[Aufgabe] Wen setzte der britische Stadtkommandant laut dem Textauszug über den Neuanfang nach dem NS-Regime als Ersten Bürgermeister ein?

Neuanfang? Zurück in die 1920er
Das nationalsozialistische Regime war beendet. Doch wie mit der Schreckensherrschaft umgehen, Täter identifizieren und verfolgen und Opfer entschädigen und rehabilitieren, wenn doch die Mehrheit der Bevölkerung Mittäter oder „Mitläufer“ waren? Wie das Chaos und Elend bewältigen? Wie einen Wiederaufbau in Gang setzen?
Die Antwort auf diese Fragen musste der britische Stadtkommandant, Harry W.H. Armytage, beantworten. Um die dringendste Not zu lindern, bedurfte es einer Zivilverwaltung mit unbelasteten und kooperativen Personen. In einem ersten Schritt setzte der Stadtkommandant den 1878 geborenen Kaufmann Rudolf Petersen als Ersten Bürgermeister ein. Er war der Militärregierung unmittelbar unterstellt und hatte die Aufgabe, mit anderen Fachleuten die Zivilverwaltung zu leiten.

Beispiele zur Punktbeschriftung:
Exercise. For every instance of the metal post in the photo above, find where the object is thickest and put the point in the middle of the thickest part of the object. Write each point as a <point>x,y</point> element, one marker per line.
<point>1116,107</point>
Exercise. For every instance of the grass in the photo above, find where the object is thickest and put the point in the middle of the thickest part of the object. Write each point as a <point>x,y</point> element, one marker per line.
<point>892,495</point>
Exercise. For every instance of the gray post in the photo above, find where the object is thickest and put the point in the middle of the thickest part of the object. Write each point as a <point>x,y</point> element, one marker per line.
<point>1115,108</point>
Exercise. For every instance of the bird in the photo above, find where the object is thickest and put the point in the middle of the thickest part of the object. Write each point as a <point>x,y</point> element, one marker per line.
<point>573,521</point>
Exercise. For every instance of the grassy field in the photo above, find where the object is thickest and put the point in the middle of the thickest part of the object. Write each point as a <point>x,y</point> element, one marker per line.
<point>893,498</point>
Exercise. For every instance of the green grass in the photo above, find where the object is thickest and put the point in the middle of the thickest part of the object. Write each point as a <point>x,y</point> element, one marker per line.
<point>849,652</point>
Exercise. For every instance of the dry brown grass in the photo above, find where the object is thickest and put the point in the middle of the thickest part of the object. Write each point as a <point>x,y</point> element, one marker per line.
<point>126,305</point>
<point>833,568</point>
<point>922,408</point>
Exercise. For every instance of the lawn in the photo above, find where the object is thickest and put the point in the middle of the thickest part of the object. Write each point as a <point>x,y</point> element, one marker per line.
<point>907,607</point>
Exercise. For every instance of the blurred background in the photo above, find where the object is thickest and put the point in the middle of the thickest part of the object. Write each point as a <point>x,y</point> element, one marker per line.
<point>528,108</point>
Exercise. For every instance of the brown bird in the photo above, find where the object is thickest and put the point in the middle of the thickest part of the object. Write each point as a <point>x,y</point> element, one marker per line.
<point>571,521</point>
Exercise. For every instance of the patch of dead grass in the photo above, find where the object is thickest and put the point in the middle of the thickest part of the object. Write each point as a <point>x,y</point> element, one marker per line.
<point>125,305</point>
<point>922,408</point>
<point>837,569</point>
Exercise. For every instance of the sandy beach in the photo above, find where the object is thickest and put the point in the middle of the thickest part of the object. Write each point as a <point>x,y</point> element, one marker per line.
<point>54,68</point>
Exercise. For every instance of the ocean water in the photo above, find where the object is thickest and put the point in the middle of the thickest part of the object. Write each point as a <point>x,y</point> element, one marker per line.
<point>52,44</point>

* * *

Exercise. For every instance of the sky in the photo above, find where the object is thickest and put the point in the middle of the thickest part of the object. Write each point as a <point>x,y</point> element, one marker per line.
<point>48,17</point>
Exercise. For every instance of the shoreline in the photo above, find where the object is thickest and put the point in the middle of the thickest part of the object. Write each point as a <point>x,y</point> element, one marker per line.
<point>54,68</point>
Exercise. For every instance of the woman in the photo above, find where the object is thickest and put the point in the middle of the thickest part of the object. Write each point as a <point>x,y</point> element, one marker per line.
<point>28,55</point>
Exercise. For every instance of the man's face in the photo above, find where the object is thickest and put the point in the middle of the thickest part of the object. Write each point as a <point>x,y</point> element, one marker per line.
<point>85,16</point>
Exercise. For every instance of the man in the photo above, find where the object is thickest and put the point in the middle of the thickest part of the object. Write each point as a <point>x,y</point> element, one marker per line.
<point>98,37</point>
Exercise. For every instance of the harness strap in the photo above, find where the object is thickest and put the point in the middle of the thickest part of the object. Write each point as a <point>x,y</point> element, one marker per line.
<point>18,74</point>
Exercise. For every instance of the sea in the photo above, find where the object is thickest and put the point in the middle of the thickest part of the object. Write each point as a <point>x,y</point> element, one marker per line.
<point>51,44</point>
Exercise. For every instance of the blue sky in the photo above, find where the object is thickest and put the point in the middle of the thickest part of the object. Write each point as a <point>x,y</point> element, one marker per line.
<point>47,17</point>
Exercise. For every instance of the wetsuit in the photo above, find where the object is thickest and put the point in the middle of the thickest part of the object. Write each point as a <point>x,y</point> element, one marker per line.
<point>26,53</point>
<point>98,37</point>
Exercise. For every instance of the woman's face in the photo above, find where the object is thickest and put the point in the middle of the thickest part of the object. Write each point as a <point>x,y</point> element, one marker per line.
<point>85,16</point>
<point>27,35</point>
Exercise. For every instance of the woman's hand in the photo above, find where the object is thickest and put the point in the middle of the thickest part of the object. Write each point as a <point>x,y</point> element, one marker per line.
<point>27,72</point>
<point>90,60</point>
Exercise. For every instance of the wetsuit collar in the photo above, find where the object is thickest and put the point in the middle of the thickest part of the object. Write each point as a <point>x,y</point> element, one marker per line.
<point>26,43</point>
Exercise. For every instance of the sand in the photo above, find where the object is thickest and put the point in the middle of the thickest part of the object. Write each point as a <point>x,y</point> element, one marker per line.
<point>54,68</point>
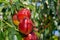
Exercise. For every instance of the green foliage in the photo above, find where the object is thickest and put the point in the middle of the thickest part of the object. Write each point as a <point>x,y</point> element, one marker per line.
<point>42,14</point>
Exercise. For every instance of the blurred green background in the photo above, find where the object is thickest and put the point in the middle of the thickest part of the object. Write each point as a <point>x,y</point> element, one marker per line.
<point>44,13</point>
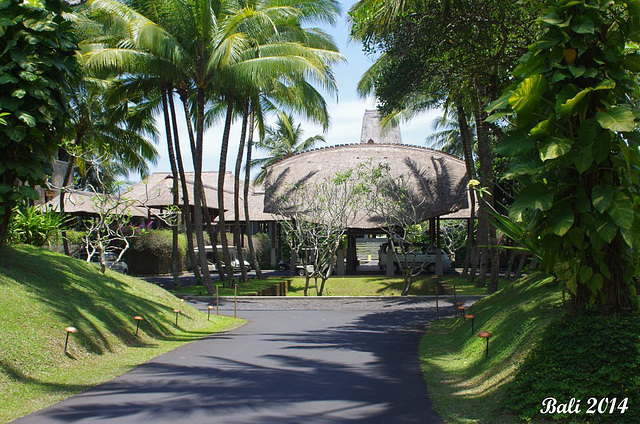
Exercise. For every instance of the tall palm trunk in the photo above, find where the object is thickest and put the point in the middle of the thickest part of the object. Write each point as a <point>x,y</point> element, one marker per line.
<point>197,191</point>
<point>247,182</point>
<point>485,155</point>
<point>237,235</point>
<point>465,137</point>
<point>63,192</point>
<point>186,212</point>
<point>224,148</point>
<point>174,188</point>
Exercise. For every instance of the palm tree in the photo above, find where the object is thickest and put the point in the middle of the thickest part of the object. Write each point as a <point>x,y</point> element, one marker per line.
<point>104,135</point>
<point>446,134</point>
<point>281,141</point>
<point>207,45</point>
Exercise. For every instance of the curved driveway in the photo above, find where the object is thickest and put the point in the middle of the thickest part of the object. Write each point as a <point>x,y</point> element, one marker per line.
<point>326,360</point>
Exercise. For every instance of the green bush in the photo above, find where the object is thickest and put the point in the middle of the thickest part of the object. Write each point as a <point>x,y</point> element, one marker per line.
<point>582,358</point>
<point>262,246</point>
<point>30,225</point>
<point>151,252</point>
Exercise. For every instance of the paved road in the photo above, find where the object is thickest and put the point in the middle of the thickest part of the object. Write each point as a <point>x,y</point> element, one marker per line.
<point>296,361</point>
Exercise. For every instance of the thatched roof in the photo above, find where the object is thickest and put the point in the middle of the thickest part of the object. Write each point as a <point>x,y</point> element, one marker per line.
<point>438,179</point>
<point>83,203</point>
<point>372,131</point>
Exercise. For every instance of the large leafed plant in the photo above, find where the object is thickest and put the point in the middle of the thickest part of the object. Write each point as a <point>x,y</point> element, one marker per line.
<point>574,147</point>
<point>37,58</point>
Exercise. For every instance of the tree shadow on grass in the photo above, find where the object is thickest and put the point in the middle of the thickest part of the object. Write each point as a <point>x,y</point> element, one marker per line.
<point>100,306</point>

[Richtige Antwort] Den 1878 geborenen Kaufmann Rudolf Petersen.